◆ **Supplied passage**:
━━━━━━━━━━━━━━━━━━━━━━━━━━━━━━

# DIY Small Speakers Suggestions



## ovillegas (Jan 30, 2012)

Hello everyone,

I'm trying to decide which speakers to build. The speakers will be in a living room and they will be placed among other decorations on the shelves next to my fireplace, so they cannot be too big. I will be using an 8 in. sub-woofer that I have (not a really good one but is better than nothing). This will be my DIY practice run before I jump into a bigger project for the HT that I'm planning.

I've been looking at these: http://www.zaphaudio.com/ZBM4.html 
and these: http://www.zaphaudio.com/audio-speaker18.html

Has anyone heard any of these two or have any other cheap or reasonable suggestions?


----------



## DrDyna (Jul 21, 2011)

These are a good alternative as well. I have a pair upstairs in the bedroom and I like them.

https://sites.google.com/site/undefinition/diy-overnightsensations


----------



## Anthony (Oct 5, 2006)

I like the ZBM4. It would be good practice at box building and crossover design.

I have wanted to build the B3S speaker for a while (I have a boatload of B3N -- round -- sitting in my basement).

I just built a small pair of single driver speakers based on the ND65 driver. I only have prototypes and haven't built the real box or dialed in the crossover/filter yet.

But you have a good approach -- stick to an existing design, slowly buy tools and try new things. I have seen way too many people dive into expensive builds only to end up with a basement of drivers with no project. Wait, I think I just described myself there . . . 



Good luck.


----------



## fbov (Aug 28, 2008)

ovillegas said:


> ...The speakers will be in a living room and they will be placed among other decorations on the shelves next to my fireplace...


Lot of suggestions, too many in fact. The first is to read the top of this link, to find out what your intended placement will do the sound. Some folks don't notice, others do and if you're one of them, better to be forewarned.

━━━━━━━━━━━━━━━━━━━━━━━━━━━━━━

◆ **Dataset content**:

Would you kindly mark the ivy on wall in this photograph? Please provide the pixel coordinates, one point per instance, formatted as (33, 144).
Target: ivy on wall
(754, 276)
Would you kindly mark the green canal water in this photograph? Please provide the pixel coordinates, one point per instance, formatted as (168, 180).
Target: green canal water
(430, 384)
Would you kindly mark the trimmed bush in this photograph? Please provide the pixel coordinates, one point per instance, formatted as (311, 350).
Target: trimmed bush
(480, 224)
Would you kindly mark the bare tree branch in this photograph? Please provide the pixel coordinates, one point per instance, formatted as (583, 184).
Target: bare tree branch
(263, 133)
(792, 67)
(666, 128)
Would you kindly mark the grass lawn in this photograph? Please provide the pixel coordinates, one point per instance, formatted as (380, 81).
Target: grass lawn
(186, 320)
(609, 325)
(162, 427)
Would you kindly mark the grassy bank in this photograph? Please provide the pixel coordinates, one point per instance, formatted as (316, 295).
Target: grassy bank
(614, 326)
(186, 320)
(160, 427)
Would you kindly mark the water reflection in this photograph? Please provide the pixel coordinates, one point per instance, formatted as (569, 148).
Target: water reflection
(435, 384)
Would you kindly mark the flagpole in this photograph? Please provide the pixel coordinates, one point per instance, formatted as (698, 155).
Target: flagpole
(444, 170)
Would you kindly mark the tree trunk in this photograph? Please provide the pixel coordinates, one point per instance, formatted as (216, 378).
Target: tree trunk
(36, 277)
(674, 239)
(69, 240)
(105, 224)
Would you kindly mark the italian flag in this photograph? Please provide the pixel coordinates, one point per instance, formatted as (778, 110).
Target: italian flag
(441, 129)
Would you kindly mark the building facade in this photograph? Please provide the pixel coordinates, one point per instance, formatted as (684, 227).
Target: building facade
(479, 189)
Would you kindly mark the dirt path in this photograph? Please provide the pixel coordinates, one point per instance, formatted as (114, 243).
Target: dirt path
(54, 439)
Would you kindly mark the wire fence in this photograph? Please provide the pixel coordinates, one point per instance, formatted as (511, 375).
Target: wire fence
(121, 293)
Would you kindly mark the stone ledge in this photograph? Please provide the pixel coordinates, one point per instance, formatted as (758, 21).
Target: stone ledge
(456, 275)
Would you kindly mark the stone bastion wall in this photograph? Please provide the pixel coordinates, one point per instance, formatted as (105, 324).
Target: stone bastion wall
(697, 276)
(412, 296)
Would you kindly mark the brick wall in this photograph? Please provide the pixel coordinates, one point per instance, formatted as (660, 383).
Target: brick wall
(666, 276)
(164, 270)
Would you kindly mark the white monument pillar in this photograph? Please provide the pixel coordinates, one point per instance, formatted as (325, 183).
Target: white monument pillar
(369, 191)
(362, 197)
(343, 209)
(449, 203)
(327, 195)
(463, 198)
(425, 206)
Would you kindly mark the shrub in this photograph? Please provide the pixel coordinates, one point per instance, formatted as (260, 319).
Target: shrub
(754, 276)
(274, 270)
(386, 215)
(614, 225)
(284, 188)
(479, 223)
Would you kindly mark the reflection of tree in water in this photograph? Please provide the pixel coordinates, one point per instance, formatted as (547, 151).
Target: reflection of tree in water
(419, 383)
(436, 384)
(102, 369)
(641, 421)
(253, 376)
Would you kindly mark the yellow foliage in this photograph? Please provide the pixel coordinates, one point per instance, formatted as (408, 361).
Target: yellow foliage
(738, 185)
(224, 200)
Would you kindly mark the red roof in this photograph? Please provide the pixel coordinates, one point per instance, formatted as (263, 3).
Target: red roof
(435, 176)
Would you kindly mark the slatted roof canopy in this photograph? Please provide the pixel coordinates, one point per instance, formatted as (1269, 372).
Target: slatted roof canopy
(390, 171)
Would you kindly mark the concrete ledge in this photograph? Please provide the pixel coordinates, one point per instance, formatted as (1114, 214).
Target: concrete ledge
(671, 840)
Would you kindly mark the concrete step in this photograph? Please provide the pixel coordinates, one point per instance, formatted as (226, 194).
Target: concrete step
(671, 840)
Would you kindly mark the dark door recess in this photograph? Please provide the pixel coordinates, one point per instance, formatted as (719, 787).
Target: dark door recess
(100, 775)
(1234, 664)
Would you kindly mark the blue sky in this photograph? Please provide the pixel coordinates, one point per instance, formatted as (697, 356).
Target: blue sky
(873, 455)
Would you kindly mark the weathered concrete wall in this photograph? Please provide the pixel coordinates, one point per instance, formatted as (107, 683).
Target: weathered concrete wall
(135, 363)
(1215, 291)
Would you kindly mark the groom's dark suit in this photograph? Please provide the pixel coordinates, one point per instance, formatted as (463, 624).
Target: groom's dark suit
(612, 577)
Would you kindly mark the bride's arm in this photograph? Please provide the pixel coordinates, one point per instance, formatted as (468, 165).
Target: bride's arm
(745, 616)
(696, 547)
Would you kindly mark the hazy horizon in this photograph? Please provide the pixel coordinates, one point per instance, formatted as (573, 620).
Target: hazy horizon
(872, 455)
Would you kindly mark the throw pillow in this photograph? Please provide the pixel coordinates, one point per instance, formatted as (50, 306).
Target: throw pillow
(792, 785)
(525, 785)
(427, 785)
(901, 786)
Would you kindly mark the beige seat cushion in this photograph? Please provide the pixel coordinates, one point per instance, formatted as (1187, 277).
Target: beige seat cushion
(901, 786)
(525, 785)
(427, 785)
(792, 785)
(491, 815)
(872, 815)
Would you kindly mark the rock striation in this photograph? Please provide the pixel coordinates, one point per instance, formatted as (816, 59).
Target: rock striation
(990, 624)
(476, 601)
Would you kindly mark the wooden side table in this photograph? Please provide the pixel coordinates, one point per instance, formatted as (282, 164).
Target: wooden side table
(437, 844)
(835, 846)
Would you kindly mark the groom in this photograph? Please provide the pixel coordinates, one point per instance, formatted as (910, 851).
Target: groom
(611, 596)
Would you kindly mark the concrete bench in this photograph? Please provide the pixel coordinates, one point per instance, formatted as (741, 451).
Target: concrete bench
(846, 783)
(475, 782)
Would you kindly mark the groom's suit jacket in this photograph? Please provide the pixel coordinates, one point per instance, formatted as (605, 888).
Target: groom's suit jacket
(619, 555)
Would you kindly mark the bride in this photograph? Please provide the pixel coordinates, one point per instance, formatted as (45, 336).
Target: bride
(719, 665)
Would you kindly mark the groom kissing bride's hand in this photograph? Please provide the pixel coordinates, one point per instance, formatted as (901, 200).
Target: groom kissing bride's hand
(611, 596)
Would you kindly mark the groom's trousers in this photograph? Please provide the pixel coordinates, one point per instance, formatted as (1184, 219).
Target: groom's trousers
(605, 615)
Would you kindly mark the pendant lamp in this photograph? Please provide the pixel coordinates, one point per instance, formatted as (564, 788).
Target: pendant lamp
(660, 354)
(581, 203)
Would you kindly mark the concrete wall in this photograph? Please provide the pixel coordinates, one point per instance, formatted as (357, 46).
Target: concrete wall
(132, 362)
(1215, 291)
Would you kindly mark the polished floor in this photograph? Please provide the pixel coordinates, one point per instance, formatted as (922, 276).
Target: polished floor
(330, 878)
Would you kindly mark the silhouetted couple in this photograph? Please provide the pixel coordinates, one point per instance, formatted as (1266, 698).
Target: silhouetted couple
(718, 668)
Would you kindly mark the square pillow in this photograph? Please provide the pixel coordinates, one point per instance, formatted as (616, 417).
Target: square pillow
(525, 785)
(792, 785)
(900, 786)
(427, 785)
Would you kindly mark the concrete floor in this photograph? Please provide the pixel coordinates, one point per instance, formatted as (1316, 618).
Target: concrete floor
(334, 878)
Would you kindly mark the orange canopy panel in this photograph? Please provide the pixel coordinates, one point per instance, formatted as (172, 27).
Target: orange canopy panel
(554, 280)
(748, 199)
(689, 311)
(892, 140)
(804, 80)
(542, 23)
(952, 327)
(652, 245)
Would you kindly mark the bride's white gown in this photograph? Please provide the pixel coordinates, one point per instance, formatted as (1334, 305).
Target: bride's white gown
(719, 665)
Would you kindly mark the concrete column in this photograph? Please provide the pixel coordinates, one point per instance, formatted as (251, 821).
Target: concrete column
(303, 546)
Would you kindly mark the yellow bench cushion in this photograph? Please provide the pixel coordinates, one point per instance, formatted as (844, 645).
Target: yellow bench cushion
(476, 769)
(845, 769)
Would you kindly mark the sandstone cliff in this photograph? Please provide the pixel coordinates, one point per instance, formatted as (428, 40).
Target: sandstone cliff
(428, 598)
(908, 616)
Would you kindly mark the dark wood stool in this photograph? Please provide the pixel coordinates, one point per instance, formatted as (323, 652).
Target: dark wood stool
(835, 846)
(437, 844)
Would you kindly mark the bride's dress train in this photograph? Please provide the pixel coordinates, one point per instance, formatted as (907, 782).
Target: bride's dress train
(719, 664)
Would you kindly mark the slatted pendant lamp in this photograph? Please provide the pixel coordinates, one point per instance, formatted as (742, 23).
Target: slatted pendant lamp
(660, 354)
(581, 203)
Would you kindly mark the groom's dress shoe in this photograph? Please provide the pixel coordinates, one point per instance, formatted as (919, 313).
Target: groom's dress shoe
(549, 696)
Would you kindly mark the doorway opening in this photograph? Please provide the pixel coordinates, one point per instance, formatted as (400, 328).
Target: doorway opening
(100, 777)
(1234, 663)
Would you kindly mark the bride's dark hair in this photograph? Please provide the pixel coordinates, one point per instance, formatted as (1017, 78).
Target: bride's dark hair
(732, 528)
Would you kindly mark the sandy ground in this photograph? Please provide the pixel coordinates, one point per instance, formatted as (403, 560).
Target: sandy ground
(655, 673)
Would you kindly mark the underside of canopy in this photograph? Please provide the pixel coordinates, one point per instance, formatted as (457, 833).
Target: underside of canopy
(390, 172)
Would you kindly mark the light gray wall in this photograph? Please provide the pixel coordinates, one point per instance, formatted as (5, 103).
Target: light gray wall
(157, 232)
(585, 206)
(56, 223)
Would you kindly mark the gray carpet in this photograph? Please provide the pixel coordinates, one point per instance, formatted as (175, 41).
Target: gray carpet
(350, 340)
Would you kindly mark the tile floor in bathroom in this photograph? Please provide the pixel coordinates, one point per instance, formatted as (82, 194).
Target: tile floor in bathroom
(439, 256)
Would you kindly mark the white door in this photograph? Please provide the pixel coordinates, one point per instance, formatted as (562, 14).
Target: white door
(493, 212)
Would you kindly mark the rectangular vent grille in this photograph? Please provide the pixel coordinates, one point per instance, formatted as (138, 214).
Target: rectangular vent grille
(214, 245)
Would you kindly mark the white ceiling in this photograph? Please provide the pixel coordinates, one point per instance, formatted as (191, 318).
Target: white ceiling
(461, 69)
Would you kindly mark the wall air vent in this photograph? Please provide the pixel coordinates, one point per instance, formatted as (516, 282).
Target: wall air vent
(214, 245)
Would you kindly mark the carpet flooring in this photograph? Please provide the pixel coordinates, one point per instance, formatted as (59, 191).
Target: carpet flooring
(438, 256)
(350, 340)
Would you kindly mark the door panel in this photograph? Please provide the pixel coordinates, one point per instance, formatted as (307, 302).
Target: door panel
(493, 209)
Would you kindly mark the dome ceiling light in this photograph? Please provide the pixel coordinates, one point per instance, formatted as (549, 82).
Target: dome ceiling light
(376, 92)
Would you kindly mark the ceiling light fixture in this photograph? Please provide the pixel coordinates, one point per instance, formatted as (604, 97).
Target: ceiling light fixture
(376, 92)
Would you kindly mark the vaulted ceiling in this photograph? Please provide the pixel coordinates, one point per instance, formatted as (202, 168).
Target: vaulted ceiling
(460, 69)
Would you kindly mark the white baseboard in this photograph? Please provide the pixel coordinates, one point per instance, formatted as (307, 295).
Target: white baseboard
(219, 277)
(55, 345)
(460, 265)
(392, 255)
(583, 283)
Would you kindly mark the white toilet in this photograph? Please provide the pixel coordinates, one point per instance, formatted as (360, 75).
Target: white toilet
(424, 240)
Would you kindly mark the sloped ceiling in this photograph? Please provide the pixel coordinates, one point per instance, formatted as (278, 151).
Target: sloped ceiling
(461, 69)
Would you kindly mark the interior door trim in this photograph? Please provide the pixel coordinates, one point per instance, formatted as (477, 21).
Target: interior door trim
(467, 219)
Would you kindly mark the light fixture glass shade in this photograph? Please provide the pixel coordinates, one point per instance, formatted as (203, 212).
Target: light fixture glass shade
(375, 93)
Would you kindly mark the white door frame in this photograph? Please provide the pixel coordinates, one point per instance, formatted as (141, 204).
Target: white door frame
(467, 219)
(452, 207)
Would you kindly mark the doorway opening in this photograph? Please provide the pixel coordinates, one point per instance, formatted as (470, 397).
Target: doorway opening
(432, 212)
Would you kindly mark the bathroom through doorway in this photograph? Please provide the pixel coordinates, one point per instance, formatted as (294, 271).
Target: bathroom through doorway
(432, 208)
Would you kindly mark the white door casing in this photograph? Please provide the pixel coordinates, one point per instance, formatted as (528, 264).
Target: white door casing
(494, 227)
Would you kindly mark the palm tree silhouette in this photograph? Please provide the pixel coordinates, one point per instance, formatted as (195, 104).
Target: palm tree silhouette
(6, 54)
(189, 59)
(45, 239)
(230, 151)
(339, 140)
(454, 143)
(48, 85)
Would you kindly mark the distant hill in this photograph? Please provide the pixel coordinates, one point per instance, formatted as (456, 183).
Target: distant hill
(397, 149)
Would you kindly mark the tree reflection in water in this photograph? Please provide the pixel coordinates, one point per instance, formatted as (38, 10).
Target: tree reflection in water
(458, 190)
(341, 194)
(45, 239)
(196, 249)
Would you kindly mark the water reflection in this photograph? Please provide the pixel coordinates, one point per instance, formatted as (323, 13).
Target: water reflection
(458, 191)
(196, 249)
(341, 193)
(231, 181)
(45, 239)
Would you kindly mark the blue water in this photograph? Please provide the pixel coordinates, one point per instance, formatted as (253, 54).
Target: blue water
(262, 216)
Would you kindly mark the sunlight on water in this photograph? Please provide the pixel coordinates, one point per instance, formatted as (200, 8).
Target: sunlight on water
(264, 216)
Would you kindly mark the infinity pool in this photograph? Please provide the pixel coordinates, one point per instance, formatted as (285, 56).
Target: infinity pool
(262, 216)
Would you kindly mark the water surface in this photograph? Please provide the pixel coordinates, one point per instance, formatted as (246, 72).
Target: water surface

━━━━━━━━━━━━━━━━━━━━━━━━━━━━━━

◆ **Job**: Please extend the forum thread on small DIY speakers, picking up right after its last sentence. The records aren't needed for this.

◆ **Answer for this exercise**:
http://www.htguide.com/forum/showthread.php4?t=28655

Zaph talks abou it, too (Except form ZBM4 write-up):
"The best sound will be had from stand mounting, 1.5 to 2 feet out from the back wall, and a minimum of 2-3 feet out from the side wall. ...The real problem with speakers this small is that people will be tempted to mount them on a wall or place them on a bookshelf or end table. Yes, that is possible, and the alternative reduced BSC crossover version will probably work better in that case. Just be aware that it is non-optimal and _early reflections from nearby boundaries or objects will take a serious bite out of the sound quality_(emphasis added, ed.). If that's your only placement option, then go for it. Just realize that the speakers are not sounding as good as they could be. This will be true for any speaker placed near a boundary or object."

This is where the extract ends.